===== Excerpt

Concepts of Mind
In ordinary usage, the word "mind" refers to thoughts, the thinking process, or the thinking apparatus. But there are other usages: in the East, for example, "mind" includes more than just the thinking sphere. And here in the West as well, the word often has a larger meaning. In fact, most of the depth psychologies and the social sciences in general, use the term "mind "to include all inner experience. The mind is then taken to be the field or sphere of our thoughts, images, feelings, emotions, sensations, and perceptions, plus the apparatus or agent that deals with all these impressions. This "mind" is connected not only to the brain, but to the totality of the nervous system. Here, we will use the term "mind" in this larger, more inclusive sense. We will also be open to modifications or extensions of this definition.

==========
===== Listing

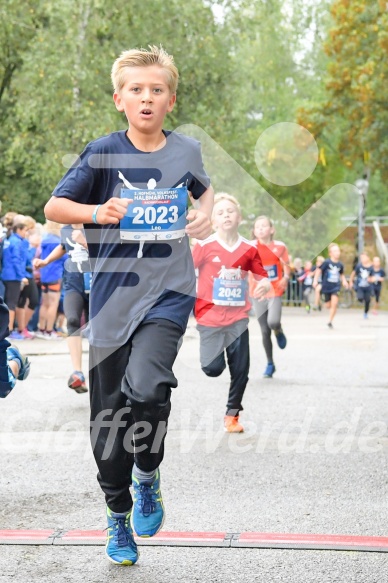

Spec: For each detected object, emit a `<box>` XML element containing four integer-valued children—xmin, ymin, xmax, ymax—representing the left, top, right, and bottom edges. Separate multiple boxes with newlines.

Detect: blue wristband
<box><xmin>92</xmin><ymin>204</ymin><xmax>101</xmax><ymax>225</ymax></box>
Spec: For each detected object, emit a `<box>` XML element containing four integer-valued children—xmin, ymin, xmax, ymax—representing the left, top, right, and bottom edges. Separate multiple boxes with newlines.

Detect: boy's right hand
<box><xmin>32</xmin><ymin>257</ymin><xmax>46</xmax><ymax>269</ymax></box>
<box><xmin>97</xmin><ymin>197</ymin><xmax>133</xmax><ymax>225</ymax></box>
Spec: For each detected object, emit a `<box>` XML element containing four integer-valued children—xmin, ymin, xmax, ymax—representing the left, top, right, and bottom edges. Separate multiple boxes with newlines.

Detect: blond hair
<box><xmin>23</xmin><ymin>215</ymin><xmax>36</xmax><ymax>231</ymax></box>
<box><xmin>252</xmin><ymin>215</ymin><xmax>275</xmax><ymax>241</ymax></box>
<box><xmin>111</xmin><ymin>45</ymin><xmax>179</xmax><ymax>94</ymax></box>
<box><xmin>212</xmin><ymin>192</ymin><xmax>241</xmax><ymax>216</ymax></box>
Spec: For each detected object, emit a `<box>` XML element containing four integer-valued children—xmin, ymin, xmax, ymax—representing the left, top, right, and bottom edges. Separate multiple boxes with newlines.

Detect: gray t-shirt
<box><xmin>53</xmin><ymin>131</ymin><xmax>210</xmax><ymax>348</ymax></box>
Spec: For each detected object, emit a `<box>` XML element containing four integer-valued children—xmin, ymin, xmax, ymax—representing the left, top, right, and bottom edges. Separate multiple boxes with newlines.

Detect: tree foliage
<box><xmin>0</xmin><ymin>0</ymin><xmax>387</xmax><ymax>229</ymax></box>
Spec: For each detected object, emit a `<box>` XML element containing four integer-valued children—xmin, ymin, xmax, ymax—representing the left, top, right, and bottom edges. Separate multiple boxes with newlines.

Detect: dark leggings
<box><xmin>63</xmin><ymin>290</ymin><xmax>89</xmax><ymax>336</ymax></box>
<box><xmin>253</xmin><ymin>297</ymin><xmax>282</xmax><ymax>362</ymax></box>
<box><xmin>357</xmin><ymin>287</ymin><xmax>371</xmax><ymax>314</ymax></box>
<box><xmin>90</xmin><ymin>319</ymin><xmax>183</xmax><ymax>512</ymax></box>
<box><xmin>3</xmin><ymin>280</ymin><xmax>21</xmax><ymax>312</ymax></box>
<box><xmin>197</xmin><ymin>318</ymin><xmax>249</xmax><ymax>415</ymax></box>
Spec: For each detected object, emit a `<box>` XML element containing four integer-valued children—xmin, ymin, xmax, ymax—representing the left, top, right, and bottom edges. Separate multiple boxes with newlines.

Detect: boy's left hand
<box><xmin>186</xmin><ymin>209</ymin><xmax>212</xmax><ymax>241</ymax></box>
<box><xmin>253</xmin><ymin>279</ymin><xmax>272</xmax><ymax>300</ymax></box>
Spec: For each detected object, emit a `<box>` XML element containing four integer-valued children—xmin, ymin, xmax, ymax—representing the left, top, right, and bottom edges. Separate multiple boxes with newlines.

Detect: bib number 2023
<box><xmin>132</xmin><ymin>205</ymin><xmax>179</xmax><ymax>225</ymax></box>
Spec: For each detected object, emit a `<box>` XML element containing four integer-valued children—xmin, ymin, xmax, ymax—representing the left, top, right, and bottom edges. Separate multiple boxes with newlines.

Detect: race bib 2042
<box><xmin>213</xmin><ymin>277</ymin><xmax>247</xmax><ymax>306</ymax></box>
<box><xmin>120</xmin><ymin>186</ymin><xmax>187</xmax><ymax>241</ymax></box>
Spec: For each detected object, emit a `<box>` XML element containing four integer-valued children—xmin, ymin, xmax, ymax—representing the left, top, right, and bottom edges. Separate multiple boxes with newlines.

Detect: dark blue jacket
<box><xmin>40</xmin><ymin>233</ymin><xmax>66</xmax><ymax>283</ymax></box>
<box><xmin>1</xmin><ymin>233</ymin><xmax>28</xmax><ymax>281</ymax></box>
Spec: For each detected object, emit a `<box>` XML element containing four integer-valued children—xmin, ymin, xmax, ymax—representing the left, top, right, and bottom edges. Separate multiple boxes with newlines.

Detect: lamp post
<box><xmin>355</xmin><ymin>173</ymin><xmax>369</xmax><ymax>256</ymax></box>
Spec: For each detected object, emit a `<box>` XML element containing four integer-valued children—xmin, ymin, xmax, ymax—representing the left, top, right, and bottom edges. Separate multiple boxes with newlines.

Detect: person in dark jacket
<box><xmin>35</xmin><ymin>221</ymin><xmax>67</xmax><ymax>340</ymax></box>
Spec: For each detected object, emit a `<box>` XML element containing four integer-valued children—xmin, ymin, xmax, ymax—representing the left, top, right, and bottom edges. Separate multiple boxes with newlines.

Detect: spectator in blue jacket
<box><xmin>1</xmin><ymin>223</ymin><xmax>28</xmax><ymax>340</ymax></box>
<box><xmin>35</xmin><ymin>221</ymin><xmax>67</xmax><ymax>340</ymax></box>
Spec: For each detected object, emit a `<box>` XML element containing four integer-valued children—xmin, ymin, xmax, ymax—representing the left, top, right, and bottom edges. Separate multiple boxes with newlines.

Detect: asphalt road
<box><xmin>0</xmin><ymin>308</ymin><xmax>388</xmax><ymax>583</ymax></box>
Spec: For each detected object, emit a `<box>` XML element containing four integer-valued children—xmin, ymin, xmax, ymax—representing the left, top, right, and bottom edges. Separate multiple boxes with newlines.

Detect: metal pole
<box><xmin>356</xmin><ymin>171</ymin><xmax>369</xmax><ymax>257</ymax></box>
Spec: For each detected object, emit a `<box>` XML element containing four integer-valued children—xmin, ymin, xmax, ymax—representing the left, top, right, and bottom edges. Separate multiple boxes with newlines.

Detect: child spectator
<box><xmin>1</xmin><ymin>223</ymin><xmax>28</xmax><ymax>340</ymax></box>
<box><xmin>36</xmin><ymin>221</ymin><xmax>65</xmax><ymax>340</ymax></box>
<box><xmin>372</xmin><ymin>257</ymin><xmax>385</xmax><ymax>316</ymax></box>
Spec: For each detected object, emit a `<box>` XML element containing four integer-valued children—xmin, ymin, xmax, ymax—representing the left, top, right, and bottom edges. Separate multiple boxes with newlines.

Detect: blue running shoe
<box><xmin>7</xmin><ymin>346</ymin><xmax>31</xmax><ymax>381</ymax></box>
<box><xmin>131</xmin><ymin>470</ymin><xmax>164</xmax><ymax>537</ymax></box>
<box><xmin>263</xmin><ymin>362</ymin><xmax>276</xmax><ymax>379</ymax></box>
<box><xmin>275</xmin><ymin>328</ymin><xmax>287</xmax><ymax>350</ymax></box>
<box><xmin>105</xmin><ymin>507</ymin><xmax>140</xmax><ymax>565</ymax></box>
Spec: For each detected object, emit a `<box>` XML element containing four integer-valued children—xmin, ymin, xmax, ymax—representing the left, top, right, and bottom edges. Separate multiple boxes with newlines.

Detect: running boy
<box><xmin>349</xmin><ymin>252</ymin><xmax>373</xmax><ymax>319</ymax></box>
<box><xmin>0</xmin><ymin>297</ymin><xmax>30</xmax><ymax>399</ymax></box>
<box><xmin>313</xmin><ymin>243</ymin><xmax>348</xmax><ymax>328</ymax></box>
<box><xmin>45</xmin><ymin>47</ymin><xmax>213</xmax><ymax>565</ymax></box>
<box><xmin>249</xmin><ymin>215</ymin><xmax>290</xmax><ymax>379</ymax></box>
<box><xmin>193</xmin><ymin>193</ymin><xmax>270</xmax><ymax>433</ymax></box>
<box><xmin>372</xmin><ymin>256</ymin><xmax>385</xmax><ymax>315</ymax></box>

==========

## Tasks to perform
- A) Count the lines of the listing that contain the string "jacket", matching case exactly, and give only that number.
- B) Please pick up the passage on concepts of mind after its last sentence and continue it.

## Outputs in order
- A) 3

- B)
The Void, pg. 1
Escaping the Trap of the Mind
Ultimately, everybody loves absolute absence whether they know it or not. You know you love it when you become aware of pure consciousness. Before pure consciousness you are trapped within the differentiating consciousness, discriminating, rejecting, and prizing one aspect of consciousness over another. You want essence or are angry because there is pain; you reject this person because they don't like you, judge that person because they're different from you, and so on. Within the differentiating consciousness, you are busy within the knowable world, trapped within your own mind. To go from consciousness to absence is to break out of the cycle of birth and death, to escape the trap.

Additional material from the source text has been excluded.